## Exercise description
Repeat the listing below word for word, line by line.

────────────────────────────────────────

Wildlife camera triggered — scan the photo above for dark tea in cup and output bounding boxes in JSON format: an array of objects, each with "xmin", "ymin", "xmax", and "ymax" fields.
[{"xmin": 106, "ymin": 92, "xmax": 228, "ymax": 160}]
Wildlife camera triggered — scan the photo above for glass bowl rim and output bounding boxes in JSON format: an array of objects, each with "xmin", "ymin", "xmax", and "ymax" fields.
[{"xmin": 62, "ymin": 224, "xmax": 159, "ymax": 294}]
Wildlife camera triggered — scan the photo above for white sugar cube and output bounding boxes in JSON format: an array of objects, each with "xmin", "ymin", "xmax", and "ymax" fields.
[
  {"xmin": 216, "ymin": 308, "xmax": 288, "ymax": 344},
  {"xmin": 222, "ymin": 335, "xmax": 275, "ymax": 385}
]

────────────────────────────────────────

## Output below
Wildlife camera triggered — scan the photo above for dark tea in cup and output bounding boxes in JSON format: an array of objects, each with "xmin", "ymin", "xmax", and "ymax" fields.
[{"xmin": 106, "ymin": 92, "xmax": 228, "ymax": 160}]
Wildlife camera triggered — scan the photo above for glass bowl rim and output bounding boxes in JSON format: an array of objects, each with "xmin", "ymin", "xmax", and "ymax" fields.
[{"xmin": 62, "ymin": 224, "xmax": 159, "ymax": 294}]
Wildlife camera triggered — scan the photo above for white sugar cube and output bounding boxes in JSON format: an array of objects, each with "xmin", "ymin", "xmax", and "ymax" fields.
[
  {"xmin": 216, "ymin": 308, "xmax": 288, "ymax": 344},
  {"xmin": 222, "ymin": 335, "xmax": 275, "ymax": 385}
]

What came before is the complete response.